Dataset records about object locations:
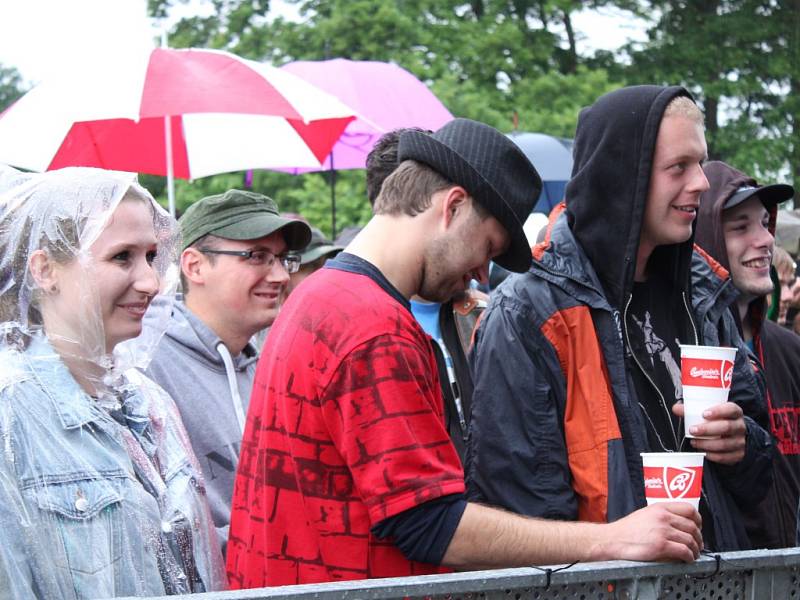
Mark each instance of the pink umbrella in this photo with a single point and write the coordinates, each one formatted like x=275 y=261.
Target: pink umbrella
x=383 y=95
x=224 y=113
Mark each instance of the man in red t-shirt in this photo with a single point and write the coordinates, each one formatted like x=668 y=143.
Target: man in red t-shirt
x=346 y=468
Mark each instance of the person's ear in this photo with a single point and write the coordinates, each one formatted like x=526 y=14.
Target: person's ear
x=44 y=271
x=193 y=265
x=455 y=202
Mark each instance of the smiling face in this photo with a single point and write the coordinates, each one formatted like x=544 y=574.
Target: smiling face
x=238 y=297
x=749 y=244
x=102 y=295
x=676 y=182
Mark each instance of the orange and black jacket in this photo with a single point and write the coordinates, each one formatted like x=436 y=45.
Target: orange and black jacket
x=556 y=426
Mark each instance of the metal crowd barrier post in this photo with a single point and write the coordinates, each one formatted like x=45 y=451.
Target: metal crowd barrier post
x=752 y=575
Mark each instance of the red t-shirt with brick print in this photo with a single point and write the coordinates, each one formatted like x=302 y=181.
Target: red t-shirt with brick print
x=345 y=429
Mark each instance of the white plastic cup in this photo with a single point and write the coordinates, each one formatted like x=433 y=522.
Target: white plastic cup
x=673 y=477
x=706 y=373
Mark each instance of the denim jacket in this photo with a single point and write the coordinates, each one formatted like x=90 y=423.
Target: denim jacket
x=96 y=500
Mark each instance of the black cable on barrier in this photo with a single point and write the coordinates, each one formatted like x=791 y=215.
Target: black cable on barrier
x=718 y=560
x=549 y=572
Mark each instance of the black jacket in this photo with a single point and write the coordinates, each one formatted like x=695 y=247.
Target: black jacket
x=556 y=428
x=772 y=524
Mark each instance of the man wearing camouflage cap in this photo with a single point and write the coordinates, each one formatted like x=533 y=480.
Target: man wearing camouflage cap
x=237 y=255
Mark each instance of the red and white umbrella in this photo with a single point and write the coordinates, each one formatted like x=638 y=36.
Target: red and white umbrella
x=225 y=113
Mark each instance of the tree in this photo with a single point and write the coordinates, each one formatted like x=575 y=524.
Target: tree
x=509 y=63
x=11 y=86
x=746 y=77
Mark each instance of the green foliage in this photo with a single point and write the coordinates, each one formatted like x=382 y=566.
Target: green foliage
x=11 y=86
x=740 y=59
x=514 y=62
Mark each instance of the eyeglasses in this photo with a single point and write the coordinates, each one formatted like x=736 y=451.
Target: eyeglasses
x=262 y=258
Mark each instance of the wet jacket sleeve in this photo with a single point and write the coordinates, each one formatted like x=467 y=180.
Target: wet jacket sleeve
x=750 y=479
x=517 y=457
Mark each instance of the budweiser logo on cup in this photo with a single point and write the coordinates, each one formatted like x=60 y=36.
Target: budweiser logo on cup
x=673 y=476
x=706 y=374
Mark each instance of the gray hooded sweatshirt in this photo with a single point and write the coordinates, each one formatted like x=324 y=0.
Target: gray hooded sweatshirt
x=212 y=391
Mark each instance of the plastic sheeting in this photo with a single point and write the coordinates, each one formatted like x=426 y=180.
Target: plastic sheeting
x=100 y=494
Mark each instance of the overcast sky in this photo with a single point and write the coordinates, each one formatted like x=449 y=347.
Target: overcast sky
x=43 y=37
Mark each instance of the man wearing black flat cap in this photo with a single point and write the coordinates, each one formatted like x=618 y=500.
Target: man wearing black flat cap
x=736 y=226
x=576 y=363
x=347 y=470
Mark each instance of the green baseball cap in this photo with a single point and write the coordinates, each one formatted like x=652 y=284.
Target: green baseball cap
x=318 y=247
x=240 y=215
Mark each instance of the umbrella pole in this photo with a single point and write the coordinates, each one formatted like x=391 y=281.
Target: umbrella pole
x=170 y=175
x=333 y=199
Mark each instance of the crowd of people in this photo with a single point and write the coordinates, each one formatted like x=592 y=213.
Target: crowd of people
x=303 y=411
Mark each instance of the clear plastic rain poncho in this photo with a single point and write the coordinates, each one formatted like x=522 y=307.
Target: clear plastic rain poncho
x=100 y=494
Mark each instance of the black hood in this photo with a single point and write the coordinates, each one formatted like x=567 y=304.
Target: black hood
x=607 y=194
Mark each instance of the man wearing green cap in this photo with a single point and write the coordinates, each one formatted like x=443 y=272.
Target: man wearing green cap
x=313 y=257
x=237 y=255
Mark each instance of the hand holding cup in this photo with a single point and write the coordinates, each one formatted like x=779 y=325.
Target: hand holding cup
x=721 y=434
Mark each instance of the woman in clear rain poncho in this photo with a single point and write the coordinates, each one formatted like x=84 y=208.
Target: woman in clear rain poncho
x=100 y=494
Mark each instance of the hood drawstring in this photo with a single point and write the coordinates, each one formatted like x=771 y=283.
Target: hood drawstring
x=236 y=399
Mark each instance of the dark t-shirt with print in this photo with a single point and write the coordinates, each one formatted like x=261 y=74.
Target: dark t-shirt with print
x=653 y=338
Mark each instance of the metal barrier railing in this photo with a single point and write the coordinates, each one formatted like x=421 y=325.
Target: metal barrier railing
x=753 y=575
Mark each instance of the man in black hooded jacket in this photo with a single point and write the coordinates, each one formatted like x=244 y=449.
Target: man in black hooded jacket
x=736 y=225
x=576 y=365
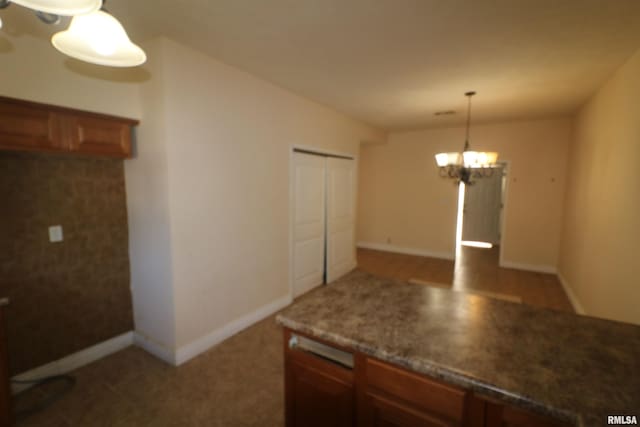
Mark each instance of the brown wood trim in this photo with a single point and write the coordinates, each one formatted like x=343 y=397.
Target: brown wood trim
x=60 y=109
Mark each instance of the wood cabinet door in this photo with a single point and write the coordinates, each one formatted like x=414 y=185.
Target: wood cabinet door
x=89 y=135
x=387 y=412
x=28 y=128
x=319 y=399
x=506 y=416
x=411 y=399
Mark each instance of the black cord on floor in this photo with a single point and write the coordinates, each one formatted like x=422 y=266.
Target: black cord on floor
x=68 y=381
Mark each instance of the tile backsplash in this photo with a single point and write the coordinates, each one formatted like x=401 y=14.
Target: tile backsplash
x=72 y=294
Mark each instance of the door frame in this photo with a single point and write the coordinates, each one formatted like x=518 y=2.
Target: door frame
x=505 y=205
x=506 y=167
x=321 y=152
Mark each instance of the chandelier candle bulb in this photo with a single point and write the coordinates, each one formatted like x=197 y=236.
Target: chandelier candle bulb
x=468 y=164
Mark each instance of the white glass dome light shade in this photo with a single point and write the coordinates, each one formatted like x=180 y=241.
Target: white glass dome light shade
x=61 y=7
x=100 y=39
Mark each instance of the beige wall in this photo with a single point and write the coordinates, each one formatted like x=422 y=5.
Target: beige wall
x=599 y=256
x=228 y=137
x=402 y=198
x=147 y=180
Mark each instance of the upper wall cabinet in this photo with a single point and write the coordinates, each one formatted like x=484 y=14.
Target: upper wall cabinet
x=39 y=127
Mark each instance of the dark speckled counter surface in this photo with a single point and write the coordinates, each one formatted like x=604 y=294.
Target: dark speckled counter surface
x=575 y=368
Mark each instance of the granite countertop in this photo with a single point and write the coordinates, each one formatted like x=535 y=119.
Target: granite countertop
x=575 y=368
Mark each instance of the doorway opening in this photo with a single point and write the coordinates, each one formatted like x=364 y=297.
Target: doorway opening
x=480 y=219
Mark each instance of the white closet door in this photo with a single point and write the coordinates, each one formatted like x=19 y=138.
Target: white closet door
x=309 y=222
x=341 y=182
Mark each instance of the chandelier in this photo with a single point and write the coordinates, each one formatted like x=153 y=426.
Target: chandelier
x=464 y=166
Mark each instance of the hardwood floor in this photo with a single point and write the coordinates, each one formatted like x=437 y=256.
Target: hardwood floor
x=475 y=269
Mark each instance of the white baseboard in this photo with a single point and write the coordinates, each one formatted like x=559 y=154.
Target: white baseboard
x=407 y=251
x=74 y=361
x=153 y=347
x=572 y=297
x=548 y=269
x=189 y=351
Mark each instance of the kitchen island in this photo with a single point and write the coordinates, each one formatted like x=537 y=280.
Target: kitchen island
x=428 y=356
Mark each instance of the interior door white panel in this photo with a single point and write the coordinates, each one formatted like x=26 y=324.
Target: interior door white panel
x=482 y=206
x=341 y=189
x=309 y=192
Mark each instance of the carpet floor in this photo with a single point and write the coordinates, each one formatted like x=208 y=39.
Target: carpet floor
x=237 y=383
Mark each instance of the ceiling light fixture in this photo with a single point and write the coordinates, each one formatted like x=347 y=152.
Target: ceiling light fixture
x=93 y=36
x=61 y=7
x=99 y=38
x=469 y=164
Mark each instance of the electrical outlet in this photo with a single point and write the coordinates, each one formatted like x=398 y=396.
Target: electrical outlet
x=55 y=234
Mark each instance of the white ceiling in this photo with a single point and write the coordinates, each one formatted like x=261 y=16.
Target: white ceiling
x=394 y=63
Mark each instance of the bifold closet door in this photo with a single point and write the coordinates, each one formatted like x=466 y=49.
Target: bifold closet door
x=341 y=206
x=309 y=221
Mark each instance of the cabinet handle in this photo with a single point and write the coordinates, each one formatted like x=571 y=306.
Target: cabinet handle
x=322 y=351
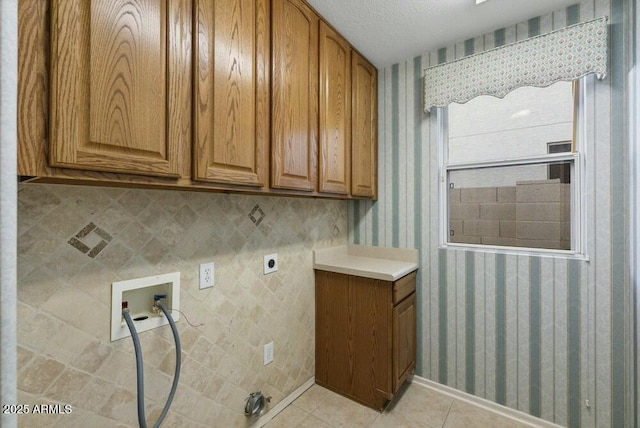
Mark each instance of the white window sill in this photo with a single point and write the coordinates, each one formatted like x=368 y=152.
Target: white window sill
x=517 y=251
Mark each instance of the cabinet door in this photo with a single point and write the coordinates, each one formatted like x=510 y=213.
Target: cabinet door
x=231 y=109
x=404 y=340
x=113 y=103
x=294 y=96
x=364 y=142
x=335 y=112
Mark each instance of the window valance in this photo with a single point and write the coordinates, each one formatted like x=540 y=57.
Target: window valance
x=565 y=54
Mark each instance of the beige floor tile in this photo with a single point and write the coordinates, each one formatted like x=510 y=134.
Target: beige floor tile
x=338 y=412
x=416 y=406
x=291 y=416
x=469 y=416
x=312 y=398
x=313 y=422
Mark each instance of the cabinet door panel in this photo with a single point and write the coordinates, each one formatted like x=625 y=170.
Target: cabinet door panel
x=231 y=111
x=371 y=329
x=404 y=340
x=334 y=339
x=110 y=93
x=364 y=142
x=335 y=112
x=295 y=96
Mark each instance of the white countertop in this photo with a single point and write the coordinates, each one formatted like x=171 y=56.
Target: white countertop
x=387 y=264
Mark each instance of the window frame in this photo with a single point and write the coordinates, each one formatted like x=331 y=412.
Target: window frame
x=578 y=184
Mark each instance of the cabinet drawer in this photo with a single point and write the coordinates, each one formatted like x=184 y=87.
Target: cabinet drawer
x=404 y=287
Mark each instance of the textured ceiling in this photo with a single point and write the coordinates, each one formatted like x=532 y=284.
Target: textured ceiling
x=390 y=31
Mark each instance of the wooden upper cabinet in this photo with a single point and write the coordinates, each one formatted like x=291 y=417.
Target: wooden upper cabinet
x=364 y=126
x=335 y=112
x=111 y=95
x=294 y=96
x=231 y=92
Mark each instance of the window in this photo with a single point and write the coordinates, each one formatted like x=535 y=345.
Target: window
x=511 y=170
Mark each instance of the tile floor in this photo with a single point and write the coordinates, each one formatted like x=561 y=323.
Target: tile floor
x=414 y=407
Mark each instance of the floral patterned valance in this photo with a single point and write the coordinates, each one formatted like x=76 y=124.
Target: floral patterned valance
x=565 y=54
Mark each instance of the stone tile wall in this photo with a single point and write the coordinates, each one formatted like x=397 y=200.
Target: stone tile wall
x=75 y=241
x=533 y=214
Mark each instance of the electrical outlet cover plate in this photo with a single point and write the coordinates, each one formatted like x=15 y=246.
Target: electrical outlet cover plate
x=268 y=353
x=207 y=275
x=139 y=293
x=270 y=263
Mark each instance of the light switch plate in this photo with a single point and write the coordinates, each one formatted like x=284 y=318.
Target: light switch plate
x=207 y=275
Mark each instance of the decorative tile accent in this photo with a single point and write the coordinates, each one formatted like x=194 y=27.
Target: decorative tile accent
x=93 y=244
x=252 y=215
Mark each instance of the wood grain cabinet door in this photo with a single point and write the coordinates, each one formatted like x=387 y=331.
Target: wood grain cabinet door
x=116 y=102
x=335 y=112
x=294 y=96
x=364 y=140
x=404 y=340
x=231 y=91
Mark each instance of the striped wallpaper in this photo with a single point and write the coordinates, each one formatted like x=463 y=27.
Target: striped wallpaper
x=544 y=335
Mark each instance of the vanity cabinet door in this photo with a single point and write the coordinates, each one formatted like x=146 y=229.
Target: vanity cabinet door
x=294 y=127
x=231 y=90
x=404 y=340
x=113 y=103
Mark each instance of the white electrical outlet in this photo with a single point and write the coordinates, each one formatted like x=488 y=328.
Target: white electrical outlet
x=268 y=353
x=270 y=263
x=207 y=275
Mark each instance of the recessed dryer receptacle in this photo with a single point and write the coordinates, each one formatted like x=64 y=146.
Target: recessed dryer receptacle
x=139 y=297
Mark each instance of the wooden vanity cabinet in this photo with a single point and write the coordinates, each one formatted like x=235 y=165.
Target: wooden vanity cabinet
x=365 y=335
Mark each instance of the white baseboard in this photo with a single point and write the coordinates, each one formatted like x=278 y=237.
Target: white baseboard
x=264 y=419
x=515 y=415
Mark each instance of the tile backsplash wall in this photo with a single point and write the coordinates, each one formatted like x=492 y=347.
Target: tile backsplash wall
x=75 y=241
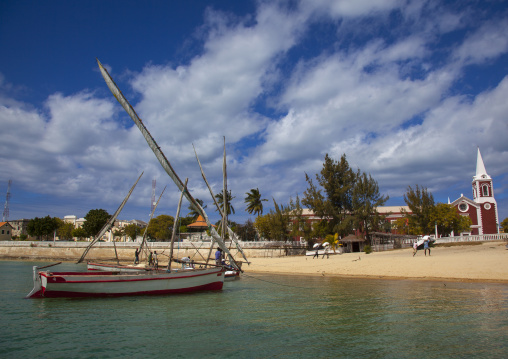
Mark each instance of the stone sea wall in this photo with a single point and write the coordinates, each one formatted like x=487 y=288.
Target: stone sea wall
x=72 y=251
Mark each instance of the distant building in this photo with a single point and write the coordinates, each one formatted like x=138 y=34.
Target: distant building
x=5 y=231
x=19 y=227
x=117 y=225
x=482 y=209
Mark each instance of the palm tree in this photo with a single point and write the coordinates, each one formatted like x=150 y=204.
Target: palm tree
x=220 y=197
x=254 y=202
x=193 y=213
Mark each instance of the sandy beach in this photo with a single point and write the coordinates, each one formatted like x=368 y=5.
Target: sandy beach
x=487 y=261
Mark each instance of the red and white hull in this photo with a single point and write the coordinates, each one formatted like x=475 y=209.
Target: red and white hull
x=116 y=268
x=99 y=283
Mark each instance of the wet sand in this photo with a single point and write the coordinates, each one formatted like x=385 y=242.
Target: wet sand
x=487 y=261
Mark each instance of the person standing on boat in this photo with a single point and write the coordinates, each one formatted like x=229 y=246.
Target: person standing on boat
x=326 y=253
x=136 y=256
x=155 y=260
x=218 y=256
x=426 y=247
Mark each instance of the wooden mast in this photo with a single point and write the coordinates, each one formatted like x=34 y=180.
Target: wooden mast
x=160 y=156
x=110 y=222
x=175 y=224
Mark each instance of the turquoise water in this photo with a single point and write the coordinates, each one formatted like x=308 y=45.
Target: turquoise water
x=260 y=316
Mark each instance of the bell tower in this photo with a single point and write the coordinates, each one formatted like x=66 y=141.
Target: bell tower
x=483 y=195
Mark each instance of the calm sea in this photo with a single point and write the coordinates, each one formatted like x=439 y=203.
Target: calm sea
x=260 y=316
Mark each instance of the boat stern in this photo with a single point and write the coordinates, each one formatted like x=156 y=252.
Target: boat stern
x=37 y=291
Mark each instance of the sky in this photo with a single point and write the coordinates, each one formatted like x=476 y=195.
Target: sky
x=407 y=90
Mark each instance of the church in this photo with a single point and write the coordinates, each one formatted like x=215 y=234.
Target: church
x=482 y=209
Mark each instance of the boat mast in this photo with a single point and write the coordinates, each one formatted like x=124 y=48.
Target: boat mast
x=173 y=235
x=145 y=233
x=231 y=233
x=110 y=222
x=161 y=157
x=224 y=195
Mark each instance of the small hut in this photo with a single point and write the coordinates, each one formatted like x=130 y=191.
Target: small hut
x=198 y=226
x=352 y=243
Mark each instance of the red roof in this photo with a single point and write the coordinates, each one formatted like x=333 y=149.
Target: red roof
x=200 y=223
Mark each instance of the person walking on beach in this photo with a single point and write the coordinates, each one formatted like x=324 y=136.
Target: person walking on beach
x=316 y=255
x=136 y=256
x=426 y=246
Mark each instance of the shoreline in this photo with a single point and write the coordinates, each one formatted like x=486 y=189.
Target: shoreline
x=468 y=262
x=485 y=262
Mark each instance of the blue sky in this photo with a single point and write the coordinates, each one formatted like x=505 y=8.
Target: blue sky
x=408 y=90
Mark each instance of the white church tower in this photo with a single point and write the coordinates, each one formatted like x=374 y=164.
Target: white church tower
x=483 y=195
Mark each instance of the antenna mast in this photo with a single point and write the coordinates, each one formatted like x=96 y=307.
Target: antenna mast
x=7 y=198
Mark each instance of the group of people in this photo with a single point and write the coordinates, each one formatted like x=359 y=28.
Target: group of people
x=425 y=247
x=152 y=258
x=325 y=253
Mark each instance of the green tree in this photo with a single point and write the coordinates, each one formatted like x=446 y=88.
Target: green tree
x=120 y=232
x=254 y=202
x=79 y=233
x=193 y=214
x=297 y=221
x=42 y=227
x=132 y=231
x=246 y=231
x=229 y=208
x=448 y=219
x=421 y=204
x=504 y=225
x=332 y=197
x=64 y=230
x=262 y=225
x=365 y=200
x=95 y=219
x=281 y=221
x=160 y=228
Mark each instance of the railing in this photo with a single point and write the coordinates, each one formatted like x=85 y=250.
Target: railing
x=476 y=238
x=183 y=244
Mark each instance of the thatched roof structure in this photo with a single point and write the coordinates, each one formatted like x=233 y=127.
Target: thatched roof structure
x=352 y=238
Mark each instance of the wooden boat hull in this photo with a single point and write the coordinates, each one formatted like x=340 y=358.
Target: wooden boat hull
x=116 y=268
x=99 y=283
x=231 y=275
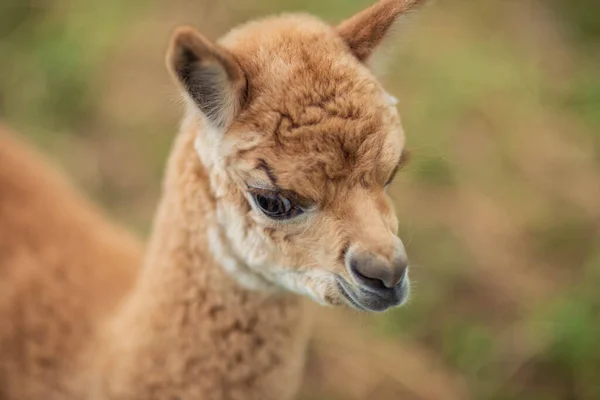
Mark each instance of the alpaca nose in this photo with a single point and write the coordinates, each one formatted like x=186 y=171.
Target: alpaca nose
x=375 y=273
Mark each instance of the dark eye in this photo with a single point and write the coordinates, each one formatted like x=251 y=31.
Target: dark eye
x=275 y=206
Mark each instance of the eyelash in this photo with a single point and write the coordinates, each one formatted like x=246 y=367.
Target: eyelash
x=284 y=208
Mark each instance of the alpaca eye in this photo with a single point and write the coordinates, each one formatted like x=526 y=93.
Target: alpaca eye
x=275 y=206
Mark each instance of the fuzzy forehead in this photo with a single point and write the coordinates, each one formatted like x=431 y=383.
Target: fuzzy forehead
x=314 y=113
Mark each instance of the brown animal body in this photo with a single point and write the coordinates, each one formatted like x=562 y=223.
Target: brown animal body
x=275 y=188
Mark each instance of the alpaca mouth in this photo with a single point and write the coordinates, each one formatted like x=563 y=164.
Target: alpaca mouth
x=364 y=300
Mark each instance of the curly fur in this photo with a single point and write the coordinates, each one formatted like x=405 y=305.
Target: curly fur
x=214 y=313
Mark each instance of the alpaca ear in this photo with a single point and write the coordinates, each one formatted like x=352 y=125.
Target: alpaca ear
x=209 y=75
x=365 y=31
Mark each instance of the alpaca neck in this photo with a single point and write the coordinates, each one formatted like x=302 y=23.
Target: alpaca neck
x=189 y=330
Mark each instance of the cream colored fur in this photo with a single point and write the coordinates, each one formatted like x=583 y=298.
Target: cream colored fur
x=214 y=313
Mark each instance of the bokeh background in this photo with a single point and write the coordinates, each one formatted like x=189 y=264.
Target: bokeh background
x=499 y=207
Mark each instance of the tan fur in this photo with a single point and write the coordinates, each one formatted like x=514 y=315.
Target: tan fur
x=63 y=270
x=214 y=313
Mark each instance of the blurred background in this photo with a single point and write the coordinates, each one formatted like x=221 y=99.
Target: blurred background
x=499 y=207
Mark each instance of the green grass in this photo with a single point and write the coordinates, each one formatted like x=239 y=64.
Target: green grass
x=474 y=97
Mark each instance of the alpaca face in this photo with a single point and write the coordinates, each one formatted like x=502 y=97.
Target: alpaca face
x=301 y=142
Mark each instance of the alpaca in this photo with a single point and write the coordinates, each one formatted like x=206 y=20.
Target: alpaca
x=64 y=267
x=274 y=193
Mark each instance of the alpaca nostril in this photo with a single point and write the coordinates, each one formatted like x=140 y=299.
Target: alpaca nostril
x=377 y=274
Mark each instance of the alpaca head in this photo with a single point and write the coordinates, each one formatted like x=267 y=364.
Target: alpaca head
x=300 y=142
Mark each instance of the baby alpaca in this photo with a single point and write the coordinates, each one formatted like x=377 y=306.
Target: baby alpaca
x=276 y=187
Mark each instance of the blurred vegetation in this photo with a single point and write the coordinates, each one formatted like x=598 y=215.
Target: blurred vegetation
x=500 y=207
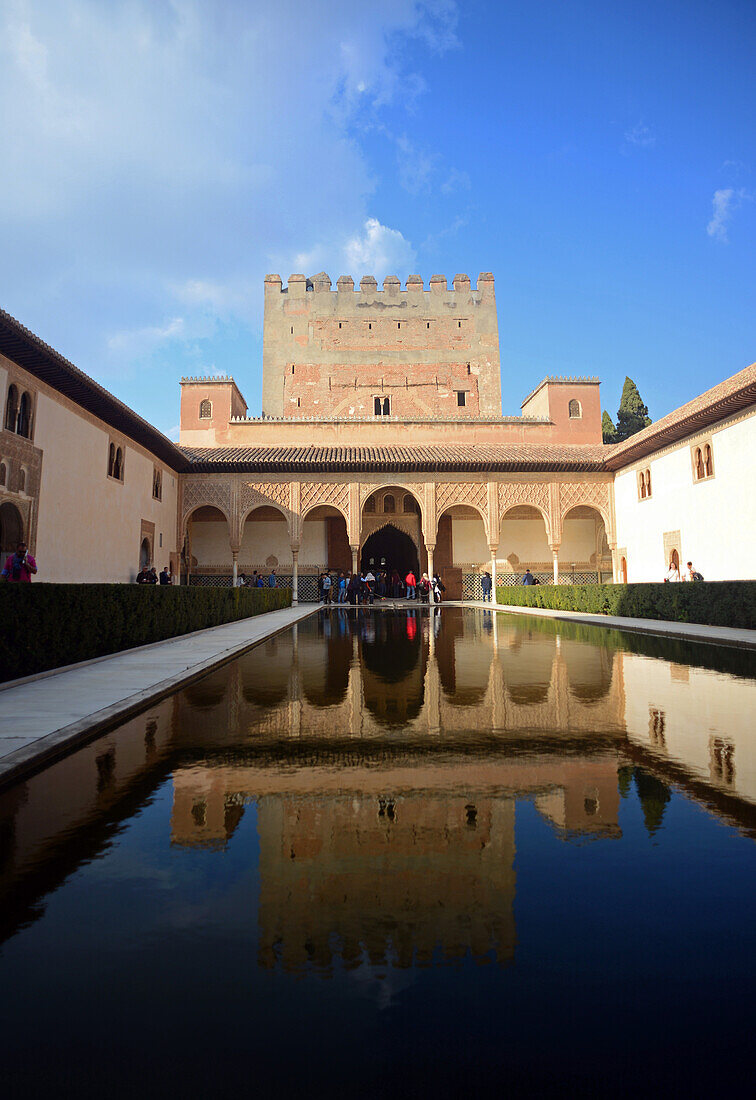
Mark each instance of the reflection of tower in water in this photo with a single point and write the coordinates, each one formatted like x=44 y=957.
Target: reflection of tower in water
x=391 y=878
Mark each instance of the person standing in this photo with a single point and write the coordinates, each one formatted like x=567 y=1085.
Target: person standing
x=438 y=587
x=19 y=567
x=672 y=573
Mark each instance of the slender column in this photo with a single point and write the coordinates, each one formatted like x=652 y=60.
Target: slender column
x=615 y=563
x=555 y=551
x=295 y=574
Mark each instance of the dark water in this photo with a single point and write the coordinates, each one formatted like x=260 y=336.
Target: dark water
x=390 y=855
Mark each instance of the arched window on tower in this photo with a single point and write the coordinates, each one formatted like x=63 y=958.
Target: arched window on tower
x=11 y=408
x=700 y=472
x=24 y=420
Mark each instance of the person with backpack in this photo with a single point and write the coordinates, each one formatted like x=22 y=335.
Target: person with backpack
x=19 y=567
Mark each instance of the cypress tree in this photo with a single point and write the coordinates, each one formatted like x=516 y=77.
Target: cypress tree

Exercise: The line containing "Mark each instance of the arched" and every line after it, through the end of the records, should be repeated exactly and alone.

Exercise answer:
Mark each instance of the arched window on tower in this photo with a single point and write the coordinates, each one formatted like x=63 y=958.
Target: arched window on tower
x=11 y=408
x=700 y=472
x=24 y=420
Mark each instance of the person with backpack in this photo with a single point and write the coordinates, each one formatted like x=22 y=335.
Target: person with backpack
x=19 y=567
Mark each instance of the cypress tree in this photo with a single point and write the coordinates, each one formatted like x=516 y=77.
Target: cypress tree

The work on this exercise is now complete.